Work item — Among the entries below, please show each line that carries the word "blue".

(Stored data entries)
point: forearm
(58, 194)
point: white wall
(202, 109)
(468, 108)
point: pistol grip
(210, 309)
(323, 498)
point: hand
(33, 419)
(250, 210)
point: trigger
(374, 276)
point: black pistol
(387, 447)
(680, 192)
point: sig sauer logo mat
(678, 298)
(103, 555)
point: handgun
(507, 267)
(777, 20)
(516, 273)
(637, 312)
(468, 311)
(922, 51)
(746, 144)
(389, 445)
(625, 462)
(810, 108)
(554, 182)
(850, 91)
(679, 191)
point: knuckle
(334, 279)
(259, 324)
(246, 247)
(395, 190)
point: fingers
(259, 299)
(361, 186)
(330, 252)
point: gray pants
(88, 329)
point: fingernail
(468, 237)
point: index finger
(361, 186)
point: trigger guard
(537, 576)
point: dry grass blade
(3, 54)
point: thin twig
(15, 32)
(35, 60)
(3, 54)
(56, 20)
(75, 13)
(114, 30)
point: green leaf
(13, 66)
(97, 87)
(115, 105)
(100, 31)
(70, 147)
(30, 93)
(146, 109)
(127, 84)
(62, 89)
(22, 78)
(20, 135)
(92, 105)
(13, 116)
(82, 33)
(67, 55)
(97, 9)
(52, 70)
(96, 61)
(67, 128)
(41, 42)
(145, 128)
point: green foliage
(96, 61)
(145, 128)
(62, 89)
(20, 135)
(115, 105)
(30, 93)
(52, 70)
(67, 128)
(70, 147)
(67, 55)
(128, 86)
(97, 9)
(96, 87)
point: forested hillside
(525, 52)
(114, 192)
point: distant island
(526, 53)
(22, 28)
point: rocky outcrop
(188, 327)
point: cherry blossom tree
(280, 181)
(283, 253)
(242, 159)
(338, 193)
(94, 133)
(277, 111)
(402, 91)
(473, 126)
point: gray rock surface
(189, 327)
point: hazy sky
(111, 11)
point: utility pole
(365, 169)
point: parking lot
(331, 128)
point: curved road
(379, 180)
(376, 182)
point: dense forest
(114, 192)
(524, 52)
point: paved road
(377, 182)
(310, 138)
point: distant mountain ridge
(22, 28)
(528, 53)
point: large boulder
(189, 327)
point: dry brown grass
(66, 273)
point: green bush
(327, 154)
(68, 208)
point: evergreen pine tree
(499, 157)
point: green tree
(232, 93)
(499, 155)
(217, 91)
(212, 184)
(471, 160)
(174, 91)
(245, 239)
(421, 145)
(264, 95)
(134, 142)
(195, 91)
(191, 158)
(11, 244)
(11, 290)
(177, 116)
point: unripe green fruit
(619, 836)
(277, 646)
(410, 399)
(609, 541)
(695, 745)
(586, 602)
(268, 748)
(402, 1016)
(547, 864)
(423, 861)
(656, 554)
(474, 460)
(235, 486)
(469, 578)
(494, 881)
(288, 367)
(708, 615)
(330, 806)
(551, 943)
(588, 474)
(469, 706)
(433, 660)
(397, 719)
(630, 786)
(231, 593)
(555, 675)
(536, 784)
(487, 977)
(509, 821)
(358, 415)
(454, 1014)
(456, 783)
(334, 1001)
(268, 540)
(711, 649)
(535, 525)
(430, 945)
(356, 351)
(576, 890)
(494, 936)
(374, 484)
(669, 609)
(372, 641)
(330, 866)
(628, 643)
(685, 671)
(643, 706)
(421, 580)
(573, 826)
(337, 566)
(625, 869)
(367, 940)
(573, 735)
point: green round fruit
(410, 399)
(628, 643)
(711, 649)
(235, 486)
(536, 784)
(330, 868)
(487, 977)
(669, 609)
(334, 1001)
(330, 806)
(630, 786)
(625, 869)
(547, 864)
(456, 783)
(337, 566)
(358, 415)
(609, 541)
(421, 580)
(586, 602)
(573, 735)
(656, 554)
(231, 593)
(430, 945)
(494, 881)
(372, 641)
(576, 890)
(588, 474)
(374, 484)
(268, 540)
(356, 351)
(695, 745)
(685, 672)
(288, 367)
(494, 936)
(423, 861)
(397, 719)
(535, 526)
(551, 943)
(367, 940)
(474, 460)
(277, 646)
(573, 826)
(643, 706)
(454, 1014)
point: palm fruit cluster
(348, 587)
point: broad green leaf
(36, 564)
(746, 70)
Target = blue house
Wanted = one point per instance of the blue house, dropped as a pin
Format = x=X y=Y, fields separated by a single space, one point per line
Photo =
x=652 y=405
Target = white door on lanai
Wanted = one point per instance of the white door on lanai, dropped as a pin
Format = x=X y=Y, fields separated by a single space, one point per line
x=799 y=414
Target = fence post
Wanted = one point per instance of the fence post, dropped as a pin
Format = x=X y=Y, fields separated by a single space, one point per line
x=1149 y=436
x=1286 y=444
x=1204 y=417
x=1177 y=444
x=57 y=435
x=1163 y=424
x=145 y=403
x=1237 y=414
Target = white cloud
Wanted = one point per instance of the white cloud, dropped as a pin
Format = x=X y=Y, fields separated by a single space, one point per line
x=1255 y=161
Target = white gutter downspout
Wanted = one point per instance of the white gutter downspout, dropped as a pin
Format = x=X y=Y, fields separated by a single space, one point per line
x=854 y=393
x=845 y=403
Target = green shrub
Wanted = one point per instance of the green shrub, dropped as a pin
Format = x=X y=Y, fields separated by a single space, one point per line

Exercise solution —
Target = blue house
Wanted = one point per instance of the blue house, dropped as a pin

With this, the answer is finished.